Qué debes hacer:
[A] Reescribe el texto sobre Odebrecht empezando por "Por Odebrecht también" y siguiendo hasta "Boudou está preso.", y cambia "prisión" por "cárcel".
[B] Según el texto sobre Odebrecht, ¿qué condena cumple el ex vicepresidente de Ecuador Jorge Glas?
::: Fragmento de origen :::
• Por Ricardo Rivas
  • Corresponsal en Argentina

Toda muerte es una tragedia. Alan García (69), presidente del Perú desde 1985 hasta 1990 y desde 2006 al 2011, progresista, se suicidó en su residencia cuando la policía tocó a su puerta para detenerlo por un acto de corrupción cometido cuando era jefe de Estado. La brasileña Odebrecht lo atrapó con su mecanismo. En esa red también cayeron sus colegas presidenciales encarcelados Ollanta Humala y Pedro Pablo Kuczynski, al igual que Alejandro Toledo, prófugo, quien en breve podría ser extraditado desde EEUU, donde –como el fallecido y los ya mencionados– está encartado por coimero. No son casos aislados.

Por Odebrecht también el ex vicepresidente de Ecuador Jorge Glas cumple una condena de seis años de prisión por corrupto. Igual que Lula, ex jefe de Estado en Brasil. Nicolás Maduro, dictador en Venezuela, y los ex presidentes Enrique Peña Nieto (México), Juan Manuel Santos (Colombia) y Ricardo Martinelli (Panamá) son pesquisados. En Argentina, el ex presidente Carlos Menem (1989-1999), senador nacional, es doblemente reo por corrupción. Permanece en libertad por el privilegio que le otorga la inmunidad parlamentaria. El ex vicepresidente Amado Boudou está preso.
::: Segmento de datos :::
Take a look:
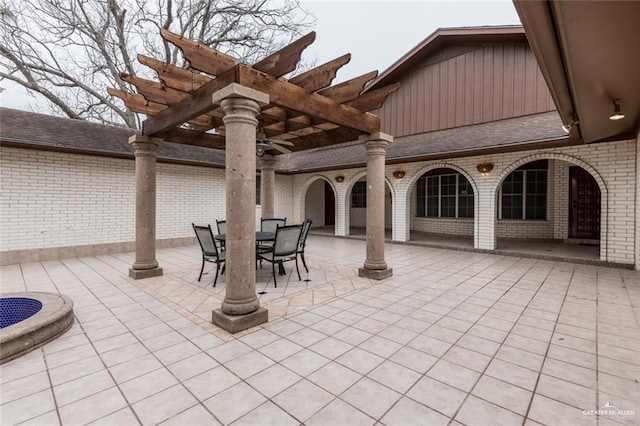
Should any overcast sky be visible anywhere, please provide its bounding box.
[0,0,520,111]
:::
Las soluciones:
[A]
Por Odebrecht también el ex vicepresidente de Ecuador Jorge Glas cumple una condena de seis años de cárcel por corrupto. Igual que Lula, ex jefe de Estado en Brasil. Nicolás Maduro, dictador en Venezuela, y los ex presidentes Enrique Peña Nieto (México), Juan Manuel Santos (Colombia) y Ricardo Martinelli (Panamá) son pesquisados. En Argentina, el ex presidente Carlos Menem (1989-1999), senador nacional, es doblemente reo por corrupción. Permanece en libertad por el privilegio que le otorga la inmunidad parlamentaria. El ex vicepresidente Amado Boudou está preso.

[B] Una condena de seis años de prisión por corrupto.